> _What the exercise asks_
Among the entries below, find the lines holding "shown" and copy them.
-- Records for the exercise follows --
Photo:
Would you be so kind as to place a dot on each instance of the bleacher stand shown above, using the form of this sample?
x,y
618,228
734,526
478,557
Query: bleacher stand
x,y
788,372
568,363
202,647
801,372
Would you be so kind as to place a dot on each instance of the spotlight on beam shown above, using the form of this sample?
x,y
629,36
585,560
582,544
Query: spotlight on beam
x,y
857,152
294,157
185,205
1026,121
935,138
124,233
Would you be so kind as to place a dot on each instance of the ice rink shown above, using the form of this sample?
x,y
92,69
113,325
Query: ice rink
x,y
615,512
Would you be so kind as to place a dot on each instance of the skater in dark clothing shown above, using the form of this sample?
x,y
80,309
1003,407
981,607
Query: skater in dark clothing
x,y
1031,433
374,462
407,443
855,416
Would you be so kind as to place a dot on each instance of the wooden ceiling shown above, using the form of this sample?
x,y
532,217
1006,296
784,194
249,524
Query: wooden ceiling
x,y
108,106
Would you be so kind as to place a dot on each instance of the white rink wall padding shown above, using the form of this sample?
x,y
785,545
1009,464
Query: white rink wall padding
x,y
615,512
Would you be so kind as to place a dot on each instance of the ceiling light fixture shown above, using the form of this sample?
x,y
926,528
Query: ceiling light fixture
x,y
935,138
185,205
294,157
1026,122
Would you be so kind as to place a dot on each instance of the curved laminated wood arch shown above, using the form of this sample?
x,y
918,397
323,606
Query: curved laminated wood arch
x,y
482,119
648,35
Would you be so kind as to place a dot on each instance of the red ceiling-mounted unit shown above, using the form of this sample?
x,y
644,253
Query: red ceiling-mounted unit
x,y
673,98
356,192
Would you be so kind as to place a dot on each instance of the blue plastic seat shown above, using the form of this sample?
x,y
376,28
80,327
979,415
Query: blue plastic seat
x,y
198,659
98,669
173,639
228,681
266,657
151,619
-- Records for the exercise concluded --
> _Answer box_
Would you be so kind as to place a dot on each instance of the bleacher stand shown above, using the form of this sample?
Would you be so kind as to place a dot on each instance of the spotlight on beam shown above, using the form of this sample?
Would you be so kind as to place a dot on each instance of the ice rink shown above, using the form of this sample?
Would you be so kind as to place a dot on each instance of the skater in dark clothing shown above, using the form of this sample?
Would you be so kind as to place a dot on each instance of the wooden ceiling shown above, using the form of this sample?
Would you be so kind as to place a dot on each instance of the white rink wall padding shown above, using the form of this sample?
Would you be so kind as to place a dot on each instance of the ceiling light fixture shown above, using the form of this sample?
Would you be so kind as to place a dot on each instance of the curved laminated wood arch shown above, using the form of this sample?
Would you be so kind as to place a dot on each instance of the red ceiling-mounted unit shown above, using the form of this sample?
Would you be so kind as to place a dot on each instance of the blue plastic seat shown above, using the form of this sample?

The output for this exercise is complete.